The task: Convert the data below into a JSON list of strings, with one string per line. Skip blank lines and leave out any images.

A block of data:
** start **
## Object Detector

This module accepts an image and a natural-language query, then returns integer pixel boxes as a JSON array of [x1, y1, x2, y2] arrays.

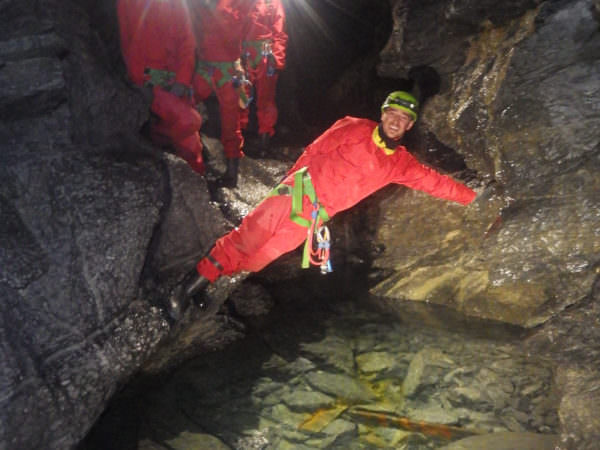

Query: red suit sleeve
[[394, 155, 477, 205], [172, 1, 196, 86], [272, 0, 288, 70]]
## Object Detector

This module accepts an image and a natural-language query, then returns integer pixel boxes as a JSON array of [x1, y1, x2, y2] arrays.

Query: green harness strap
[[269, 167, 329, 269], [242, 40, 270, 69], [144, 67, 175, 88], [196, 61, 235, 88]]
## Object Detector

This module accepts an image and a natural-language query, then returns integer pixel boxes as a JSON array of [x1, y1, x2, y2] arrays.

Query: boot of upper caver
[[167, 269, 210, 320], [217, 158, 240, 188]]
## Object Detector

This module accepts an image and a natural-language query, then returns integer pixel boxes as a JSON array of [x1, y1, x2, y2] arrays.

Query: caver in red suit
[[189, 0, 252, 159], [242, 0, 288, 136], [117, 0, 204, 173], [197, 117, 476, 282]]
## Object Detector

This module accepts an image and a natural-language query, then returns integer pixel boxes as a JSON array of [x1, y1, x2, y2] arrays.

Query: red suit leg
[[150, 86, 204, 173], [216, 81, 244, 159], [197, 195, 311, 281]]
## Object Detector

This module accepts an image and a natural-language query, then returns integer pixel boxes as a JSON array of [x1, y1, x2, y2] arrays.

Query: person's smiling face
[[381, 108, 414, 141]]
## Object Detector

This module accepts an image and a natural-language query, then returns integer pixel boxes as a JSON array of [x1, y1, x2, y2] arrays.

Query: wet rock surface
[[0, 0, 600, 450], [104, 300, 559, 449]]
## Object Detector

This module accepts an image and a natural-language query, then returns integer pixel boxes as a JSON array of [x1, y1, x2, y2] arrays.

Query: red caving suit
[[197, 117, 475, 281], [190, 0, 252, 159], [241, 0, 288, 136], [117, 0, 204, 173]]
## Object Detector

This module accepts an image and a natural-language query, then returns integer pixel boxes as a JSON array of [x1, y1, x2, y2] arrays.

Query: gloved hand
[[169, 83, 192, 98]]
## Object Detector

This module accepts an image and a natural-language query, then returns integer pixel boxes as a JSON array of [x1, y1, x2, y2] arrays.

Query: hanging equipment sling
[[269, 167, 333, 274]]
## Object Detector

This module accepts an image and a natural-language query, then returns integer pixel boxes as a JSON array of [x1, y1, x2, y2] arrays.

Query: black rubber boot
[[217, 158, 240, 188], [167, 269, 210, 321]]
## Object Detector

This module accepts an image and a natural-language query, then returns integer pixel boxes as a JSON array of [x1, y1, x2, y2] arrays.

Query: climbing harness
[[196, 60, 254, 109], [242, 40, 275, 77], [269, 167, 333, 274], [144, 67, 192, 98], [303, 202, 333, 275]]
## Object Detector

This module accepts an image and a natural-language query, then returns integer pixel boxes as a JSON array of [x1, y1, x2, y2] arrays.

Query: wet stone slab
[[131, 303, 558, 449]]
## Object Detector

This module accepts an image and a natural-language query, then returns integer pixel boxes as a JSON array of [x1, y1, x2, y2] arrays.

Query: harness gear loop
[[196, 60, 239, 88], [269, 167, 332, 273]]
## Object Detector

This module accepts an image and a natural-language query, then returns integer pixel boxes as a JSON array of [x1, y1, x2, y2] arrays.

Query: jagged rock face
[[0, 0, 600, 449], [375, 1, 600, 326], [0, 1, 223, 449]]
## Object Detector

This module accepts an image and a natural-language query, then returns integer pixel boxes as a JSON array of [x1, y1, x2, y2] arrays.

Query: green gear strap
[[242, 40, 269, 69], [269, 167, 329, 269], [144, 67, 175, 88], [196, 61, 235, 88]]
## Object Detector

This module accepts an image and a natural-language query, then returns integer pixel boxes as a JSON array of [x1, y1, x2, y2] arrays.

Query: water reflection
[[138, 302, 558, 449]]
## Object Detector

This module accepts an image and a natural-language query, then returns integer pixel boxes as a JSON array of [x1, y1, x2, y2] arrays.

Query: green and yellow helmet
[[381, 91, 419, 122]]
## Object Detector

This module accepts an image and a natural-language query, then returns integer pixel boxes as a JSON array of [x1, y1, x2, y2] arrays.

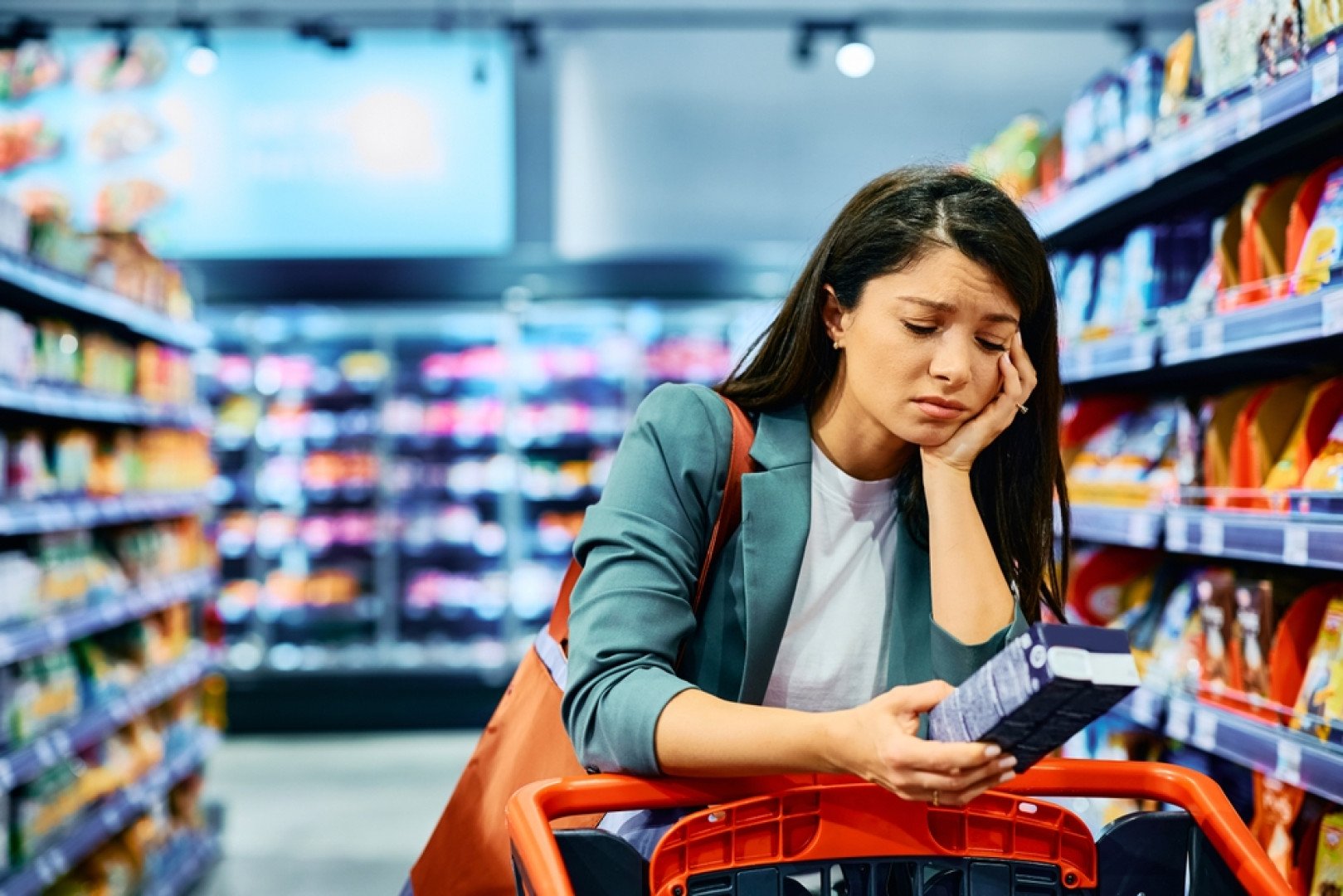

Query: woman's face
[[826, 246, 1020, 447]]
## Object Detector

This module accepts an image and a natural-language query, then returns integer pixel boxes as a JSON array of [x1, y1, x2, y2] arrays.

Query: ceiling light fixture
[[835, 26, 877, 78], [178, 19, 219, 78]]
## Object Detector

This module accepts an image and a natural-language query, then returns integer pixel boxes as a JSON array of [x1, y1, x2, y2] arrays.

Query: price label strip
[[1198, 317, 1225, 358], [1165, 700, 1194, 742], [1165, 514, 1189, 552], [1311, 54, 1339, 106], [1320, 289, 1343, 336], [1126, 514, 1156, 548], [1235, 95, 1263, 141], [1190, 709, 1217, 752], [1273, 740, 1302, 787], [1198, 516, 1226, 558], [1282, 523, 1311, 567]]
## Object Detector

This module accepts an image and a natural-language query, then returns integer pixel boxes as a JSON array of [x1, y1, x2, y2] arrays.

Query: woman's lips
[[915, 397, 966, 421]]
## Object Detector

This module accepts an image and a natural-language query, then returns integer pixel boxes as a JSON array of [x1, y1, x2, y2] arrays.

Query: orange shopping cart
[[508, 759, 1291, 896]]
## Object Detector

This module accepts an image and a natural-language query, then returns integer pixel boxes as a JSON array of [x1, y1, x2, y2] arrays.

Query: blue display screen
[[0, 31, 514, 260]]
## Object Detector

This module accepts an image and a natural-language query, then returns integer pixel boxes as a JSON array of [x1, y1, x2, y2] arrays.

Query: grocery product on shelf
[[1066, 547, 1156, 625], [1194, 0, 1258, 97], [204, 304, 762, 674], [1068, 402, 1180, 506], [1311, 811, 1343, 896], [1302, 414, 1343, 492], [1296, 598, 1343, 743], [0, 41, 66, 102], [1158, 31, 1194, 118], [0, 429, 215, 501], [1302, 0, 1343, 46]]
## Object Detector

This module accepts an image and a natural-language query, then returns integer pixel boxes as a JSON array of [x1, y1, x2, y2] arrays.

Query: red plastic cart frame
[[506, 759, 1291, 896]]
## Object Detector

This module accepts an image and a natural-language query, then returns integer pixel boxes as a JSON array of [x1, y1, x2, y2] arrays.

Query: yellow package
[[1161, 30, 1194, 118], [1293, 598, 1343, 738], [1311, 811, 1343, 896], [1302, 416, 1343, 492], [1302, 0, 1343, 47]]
** end **
Result below:
[
  "## Object Detector",
  "This module accepts an image and a natural-language query, then returns integer pixel boxes as a JSON array of [x1, y1, x2, y2] arrays.",
  "Query: red suit sleeve",
  "[[394, 155, 477, 205], [172, 1, 196, 86], [272, 0, 288, 70]]",
  "## Object Detector",
  "This module accepts an image and a natural-language query, then returns integer pixel boxes as a JSON array of [x1, y1, x2, y2] arrays.",
  "Query: green harness strap",
  "[[269, 167, 329, 269], [242, 40, 270, 69], [144, 67, 175, 88], [196, 61, 235, 88]]",
  "## Object Detector",
  "This module accepts an image and a natural-language query, then returns integer pixel boxes as a JSON array of [x1, y1, x2, y2] arrays.",
  "Query: boot of upper caver",
  "[[167, 269, 210, 320], [217, 158, 240, 188]]",
  "## Object Detector",
  "This module accepts an image and a natural-language query, then returns integer pixel boxes as a JSON array of [x1, y1, x2, y2] arrays.",
  "Query: caver in red suit",
  "[[189, 0, 252, 159], [242, 0, 288, 136], [117, 0, 204, 173], [197, 117, 476, 282]]",
  "## Object Detector",
  "This module accepts an image and a natural-language query, then returns integer pixel boxes as a JSON array of [x1, y1, x2, y2] arrays.",
  "Query: red suit leg",
  "[[150, 86, 204, 173], [216, 81, 244, 159], [197, 195, 311, 281]]",
  "## Object Detector",
  "This module accepts an image and a natural-language query, then returns integer pixel boxes as a JSON array of [x1, y1, x2, y2] arrays.",
  "Query: person's smiling face",
  "[[381, 108, 414, 141]]",
  "## Object Detector",
  "This module accepts an image and a natural-language query, then returns integer pixel boxes as a JSON array of [x1, y1, x2, y2] arrays.",
  "Query: wet rock surface",
  "[[0, 0, 600, 450], [104, 300, 559, 449]]",
  "## Object Detector",
  "This module accepts an image and a natural-language query, then returns integer pixel boxes as a JSON array of [x1, y1, x2, y2] arrays.",
  "Query: red caving suit",
  "[[197, 117, 475, 281], [190, 0, 252, 159], [241, 0, 288, 136], [117, 0, 204, 173]]",
  "## Object Detector",
  "This module accepts an image and a natural-language query, then returns integer pixel boxes as a JSON array of [x1, y1, x2, y2] arrays.",
  "Query: gloved hand",
  "[[169, 83, 192, 98]]",
  "## Object Detector",
  "This module accepts an image and a natural-language query, then returns integer pixel boxes as a JSON array of [x1, y1, x2, y2] arrays.",
  "Query: hanging equipment sling",
  "[[269, 167, 333, 274]]",
  "## Object Detector",
  "This module accepts an image and a natural-language query, then returns integer pixel boxes as a JSON array of [x1, y1, x2, y2] arrays.",
  "Query: black rubber boot",
  "[[217, 158, 240, 188], [167, 269, 210, 321]]",
  "## Object Detector",
  "This module accepts an image and a natural-language query, then returns integer pixel boxes as a JSON array of [x1, y1, x2, y2] arrays.",
  "Query: climbing harness",
  "[[196, 60, 254, 109], [242, 40, 275, 77], [269, 167, 333, 274], [144, 67, 192, 98], [303, 202, 333, 275]]",
  "## Object Detector",
  "This module accepts an image and a natural-language query, then returns integer pixel boxes as a JSON array of [x1, y1, x2, y2] arrays.",
  "Query: wet stone slab",
  "[[131, 303, 558, 449]]",
  "## Object Detector",
  "This module accepts an image and a natural-language query, then returns integer pixel boxes as a JSON array of [x1, y1, x2, y2] arrays.",
  "Query: harness gear loop",
  "[[196, 60, 239, 88], [269, 167, 332, 273]]",
  "## Object Detector",
  "This module accepts an image and a natural-language query, then returns integer pixel boxes as a JSON array of [x1, y1, x2, y2] arrays.",
  "Query: jagged rock face",
  "[[0, 0, 600, 449], [375, 1, 600, 326], [0, 1, 223, 449]]",
  "## Object Detector",
  "This module accepts an image and a natural-language query, then returns integer pixel boxes as a JSON array of [x1, y1, x2, y2] arrays.",
  "Query: green gear strap",
  "[[242, 40, 269, 69], [269, 167, 329, 269], [144, 67, 175, 88], [196, 61, 235, 88]]",
  "## Object Detector",
  "This module accepts an image and a natural-language query, then returns integer pixel boxes as a JSON array of [x1, y1, x2, y2] arrays.",
  "Query: water reflection",
  "[[138, 302, 558, 449]]",
  "## Object Detector",
  "This module accepts an image and a natural-language query, then returns integer pixel boxes as a JSON array of [x1, y1, x2, y2] arrays.",
  "Query: green and yellow helmet",
  "[[381, 91, 419, 122]]",
  "## Object Detector",
  "This module accepts an image and a natural-language query, then returns integer pixel boxes as a JSON array of [x1, y1, x2, y2] arrays.",
  "Query: woman's face",
  "[[826, 246, 1020, 447]]",
  "## Object Detector",
  "This module accepts an image and a natural-language query, then returns integer pixel boxes as a JSON array of [x1, y1, x2, y2] arrays.",
  "Query: ceiling light fixture",
  "[[835, 26, 877, 78], [178, 19, 219, 78]]",
  "## Object Detector",
  "This module accepts an image and a natural-language query, then returns integer pixel boxes as a JSON array of [x1, y1, x2, y2] arrays.",
  "Query: price label strip",
  "[[1198, 317, 1225, 358], [1165, 700, 1194, 742], [1165, 514, 1189, 552], [1311, 54, 1339, 106], [1320, 289, 1343, 336], [1126, 514, 1156, 548], [1235, 95, 1263, 141], [1190, 709, 1217, 752], [1273, 740, 1302, 787], [1198, 516, 1226, 558], [1282, 523, 1311, 567]]",
  "## Object Detector",
  "This module accepts an image and a natural-language query, then returns integer pixel boxes as a JSON array of [x1, y1, x2, y2] arrays.",
  "Query: woman's lips",
  "[[915, 397, 966, 421]]",
  "## Object Detector",
  "This module accepts an image and a natural-language query, then returns integer pixel boxes as a JSON array of [x1, y1, x2, y2] arrays.",
  "Query: orange shopping cart",
  "[[508, 759, 1291, 896]]",
  "## Object Detector",
  "This module accepts an image and a natural-language query, then returns integer pixel boxes as a JSON array of [x1, y1, x2, y2] arrays.",
  "Query: blue display screen",
  "[[0, 31, 514, 260]]",
  "## Object Detector",
  "This module accepts an image and a natural-language query, then returns integer pixel boxes as a JSON array of [x1, y1, x2, y2] arrays.",
  "Query: grocery product on shelf",
  "[[1066, 547, 1156, 625], [1194, 0, 1258, 97], [204, 304, 762, 674], [1068, 402, 1180, 506], [1311, 811, 1343, 896], [1302, 414, 1343, 492], [1296, 598, 1343, 743], [0, 41, 66, 102], [1158, 31, 1194, 118], [0, 429, 215, 501], [1302, 0, 1343, 46]]",
  "## Object Detector",
  "This module accepts an image and a natural-language query, then returns integer pixel boxes as a JSON array of [x1, y1, x2, y2] arrays.",
  "Query: red plastic cart frame",
  "[[506, 759, 1291, 896]]",
  "## Object Detector",
  "This module accepts an image and a natural-language query, then returns integer pixel boxes as a JSON array of [x1, y1, x2, y2] arrays.",
  "Query: yellow package",
  "[[1161, 30, 1194, 118], [1293, 598, 1343, 738], [1311, 811, 1343, 896], [1302, 416, 1343, 492], [1302, 0, 1343, 47]]"
]